STATED TASK: Please pick out each line in the entries below that contains the word "output", and copy those lines.

☆ ☆ ☆

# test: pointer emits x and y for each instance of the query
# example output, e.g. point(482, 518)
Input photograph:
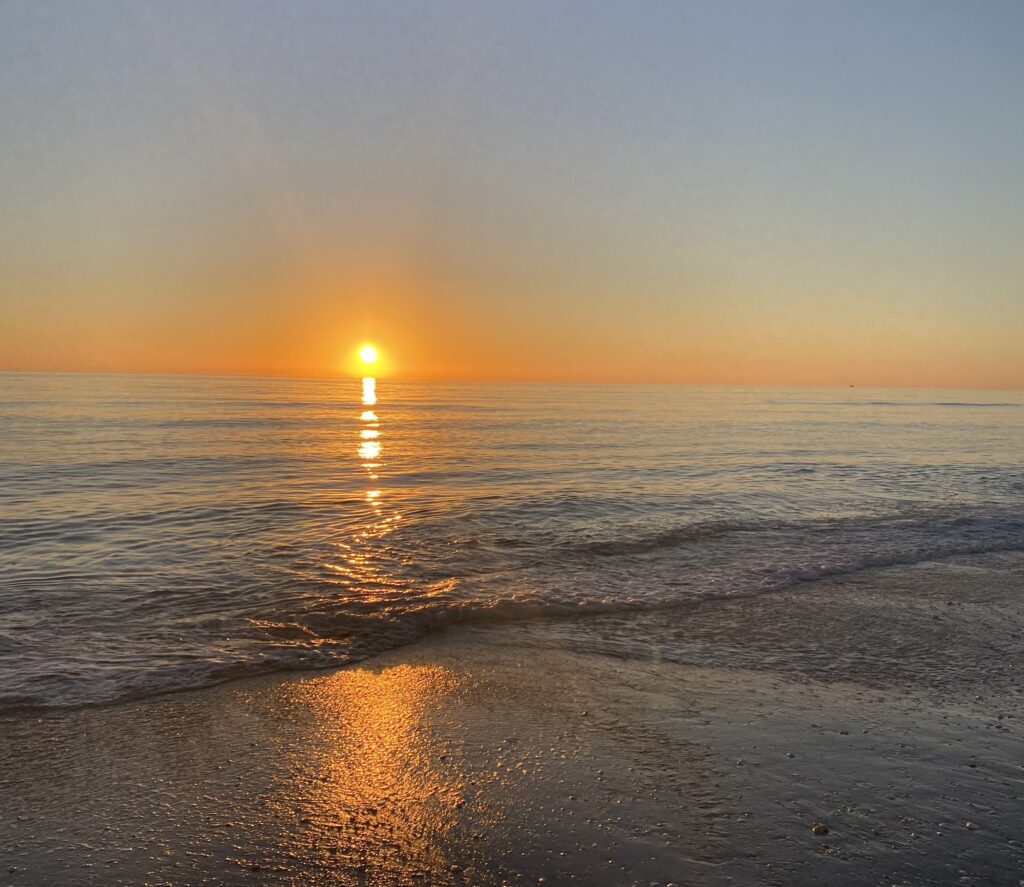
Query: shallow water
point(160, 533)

☆ ☆ ☆

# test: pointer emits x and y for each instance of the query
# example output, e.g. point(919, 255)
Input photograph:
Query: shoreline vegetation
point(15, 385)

☆ ☆ ☆

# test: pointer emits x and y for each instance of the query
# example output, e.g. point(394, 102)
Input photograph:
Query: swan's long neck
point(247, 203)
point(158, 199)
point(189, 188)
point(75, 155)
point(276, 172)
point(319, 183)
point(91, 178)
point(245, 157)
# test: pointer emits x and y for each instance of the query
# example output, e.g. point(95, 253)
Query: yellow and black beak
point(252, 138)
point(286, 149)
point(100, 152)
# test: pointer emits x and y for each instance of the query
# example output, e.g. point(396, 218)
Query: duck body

☆ ☆ ☆

WRITTEN ANSWER:
# example output, e.g. point(482, 518)
# example output, e.g. point(919, 255)
# example output, e.g. point(394, 102)
# example output, e.g. point(95, 253)
# example output, e.g. point(396, 218)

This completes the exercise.